[TEXT SEGMENT Boundary: Start]
My broad strategy is to max out all retirement opportunities, hit two major milestones that are holding me back from aggressive investment (adequate EF + debt payoff), and take advantage of the pandemic by reducing spend in some areas like dining out or international travel.
The annual budget made me digest the reality of where I am today, and what I need to accomplish this year in order to truly move fast on the path to financial independence.
Emergency Fund: I have come to terms with the fact that I cannot aggressively save and investment and live my day-to-day in a stress-free manner if I don't have an emergency fund ("EF"). Last year, I had drained my emergency fund down to $1K to help accelerate debt payments on my car, and after the car was paid off I diverted extra funds aggressively towards retirement contributions instead of replenishing the EF. This took an emotional toll on me because anytime an unexpected expense came up (believe me, with two properties, the unexpectedness is guaranteed, and can be in the thousands), I would freak out and spend half the month figuring out how I would find the cash flow to cover it. It was unnecessary stress, and I want to have the EF in place to prevent stress.
[TEXT SEGMENT Boundary: End]
[DATASET EXTRACT Boundary: Start]
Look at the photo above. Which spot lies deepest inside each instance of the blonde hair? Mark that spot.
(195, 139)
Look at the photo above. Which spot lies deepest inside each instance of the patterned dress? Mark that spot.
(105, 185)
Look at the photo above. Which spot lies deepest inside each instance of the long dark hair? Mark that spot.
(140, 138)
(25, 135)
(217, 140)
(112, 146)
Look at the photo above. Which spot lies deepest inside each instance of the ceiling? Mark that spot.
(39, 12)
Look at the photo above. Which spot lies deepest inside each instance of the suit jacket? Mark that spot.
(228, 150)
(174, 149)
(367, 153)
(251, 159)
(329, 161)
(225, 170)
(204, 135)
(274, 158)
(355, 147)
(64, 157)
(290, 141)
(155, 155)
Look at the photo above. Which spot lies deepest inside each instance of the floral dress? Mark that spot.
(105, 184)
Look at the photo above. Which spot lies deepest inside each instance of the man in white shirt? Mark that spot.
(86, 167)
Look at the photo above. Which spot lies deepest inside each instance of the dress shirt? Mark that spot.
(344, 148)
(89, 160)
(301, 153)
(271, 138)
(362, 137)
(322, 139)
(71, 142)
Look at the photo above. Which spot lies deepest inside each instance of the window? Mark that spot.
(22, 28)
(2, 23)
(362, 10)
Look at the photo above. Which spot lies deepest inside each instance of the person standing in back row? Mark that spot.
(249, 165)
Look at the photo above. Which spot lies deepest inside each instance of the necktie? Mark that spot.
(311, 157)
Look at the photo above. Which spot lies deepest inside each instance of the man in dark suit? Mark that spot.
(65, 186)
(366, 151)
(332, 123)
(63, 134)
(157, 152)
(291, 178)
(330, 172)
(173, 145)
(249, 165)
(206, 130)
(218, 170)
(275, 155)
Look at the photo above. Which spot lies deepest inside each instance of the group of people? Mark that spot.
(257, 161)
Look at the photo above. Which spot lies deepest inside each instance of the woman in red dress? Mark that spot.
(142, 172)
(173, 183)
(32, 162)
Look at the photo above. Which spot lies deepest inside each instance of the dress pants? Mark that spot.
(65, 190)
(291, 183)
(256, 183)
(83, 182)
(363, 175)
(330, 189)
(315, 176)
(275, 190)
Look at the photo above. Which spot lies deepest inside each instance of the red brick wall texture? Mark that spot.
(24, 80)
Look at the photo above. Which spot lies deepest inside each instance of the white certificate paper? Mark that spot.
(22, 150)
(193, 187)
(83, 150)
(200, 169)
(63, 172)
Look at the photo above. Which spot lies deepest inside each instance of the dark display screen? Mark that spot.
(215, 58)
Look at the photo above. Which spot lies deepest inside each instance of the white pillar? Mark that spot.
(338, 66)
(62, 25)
[DATASET EXTRACT Boundary: End]
**DIRECTIONS**
**a.** In the budget strategy text, restate word for word the stretch from "My broad strategy" through "or international travel.".
**b.** According to the budget strategy text, to what amount had the emergency fund been drained last year?
**c.** Decide whether each statement agrees with the budget strategy text, answering yes or no and quoting the deciding words: (i) The emergency fund was drained to speed up payments on the car. (ii) Once the car was paid off, the extra funds went toward rebuilding the emergency fund. (iii) The strategy includes reducing spending on international travel.
The listing plays no part in the work here.

**REPLIES**
**a.**
My broad strategy is to max out all retirement opportunities, hit two major milestones that are holding me back from aggressive investment (adequate EF + debt payoff), and take advantage of the pandemic by reducing spend in some areas like dining out or international travel.

**b.** $1K

**c.**
(i) Yes: "to help accelerate debt payments on my car"
(ii) No: "I diverted extra funds aggressively towards retirement contributions instead of replenishing the EF"
(iii) Yes: "reducing spend in some areas like dining out or international travel"